##### Supplied data
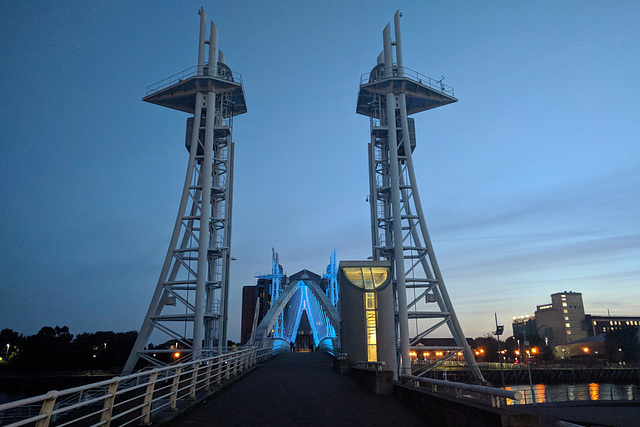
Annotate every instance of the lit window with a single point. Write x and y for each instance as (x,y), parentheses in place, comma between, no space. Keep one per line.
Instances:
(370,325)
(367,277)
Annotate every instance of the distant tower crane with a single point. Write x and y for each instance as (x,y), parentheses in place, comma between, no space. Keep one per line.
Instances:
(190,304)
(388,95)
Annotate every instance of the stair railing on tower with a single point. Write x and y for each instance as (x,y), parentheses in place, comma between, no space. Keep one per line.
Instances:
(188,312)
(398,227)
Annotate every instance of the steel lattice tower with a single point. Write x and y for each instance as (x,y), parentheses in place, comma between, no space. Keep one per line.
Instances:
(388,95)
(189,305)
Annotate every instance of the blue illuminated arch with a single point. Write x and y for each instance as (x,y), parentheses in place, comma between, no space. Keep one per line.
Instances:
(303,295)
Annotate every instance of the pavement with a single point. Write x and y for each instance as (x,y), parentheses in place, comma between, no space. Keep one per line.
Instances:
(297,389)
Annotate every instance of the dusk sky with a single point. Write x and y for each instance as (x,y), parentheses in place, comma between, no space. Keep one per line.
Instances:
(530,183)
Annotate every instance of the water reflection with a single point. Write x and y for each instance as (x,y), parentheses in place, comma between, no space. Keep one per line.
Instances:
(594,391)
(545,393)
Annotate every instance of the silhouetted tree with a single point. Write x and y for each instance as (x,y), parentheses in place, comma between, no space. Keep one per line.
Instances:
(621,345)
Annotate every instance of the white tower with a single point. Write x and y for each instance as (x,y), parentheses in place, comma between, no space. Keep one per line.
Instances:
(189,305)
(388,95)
##########
• Directive
Copy the listing above word for word, leaving out the pictures.

• Completed task
Annotate every instance of the lit window with a single point. Write x and y for each instance as (x,y), parentheses in place, comma between, no space. Keep one per line.
Instances:
(370,325)
(367,277)
Annotate every instance of the distant tower crane with a single point. Write x and y for each instance as (x,y), parentheses in place, comma between, no space. Keep one per line.
Instances:
(190,304)
(388,95)
Annotate every instance of the stair railing on tower with a single point. Write x and y for each instance as (x,y), parentheses in place, comma between, no space. Keep one per line.
Instances:
(188,312)
(398,227)
Annotate every instance of the steel lattice tower with a single point. Write x and y for each instance as (x,y), parentheses in place, comma between, no space. Keep one per line.
Instances:
(388,95)
(189,305)
Annotate every instance of the blue illuminated arch with a single point. Write x and y for each instance as (x,y), parentheses in place, comma between, no space. Keep one per line.
Instances:
(303,295)
Annotate every instance of the pavement with a single point. Write x and y for each instance as (x,y), parentheses in place, comma between, no space. Keep one per line.
Instances:
(297,389)
Annotate every instance of the dusk sky with a single point. Write x and y for each instance as (x,y), parentheses in place, comma between, no space. Keep one per line.
Instances:
(530,183)
Annotate every instance of the water reflection with a single point. Write x and y for each instance as (x,y), parentheses in place, comma between, no space. Keep one per line.
Instances:
(594,391)
(545,393)
Annotate every instance of the silhouetted tree with a single point. Write x and y for each instance as (x,y), parentheses in place, comma between, no space. Keep one per line.
Instances:
(621,345)
Annotate every instance of the white tower with a single point. Write x and y for each instance as (x,y), parentheses in place, comma between, no space. Keep one per line.
Instances:
(189,305)
(388,95)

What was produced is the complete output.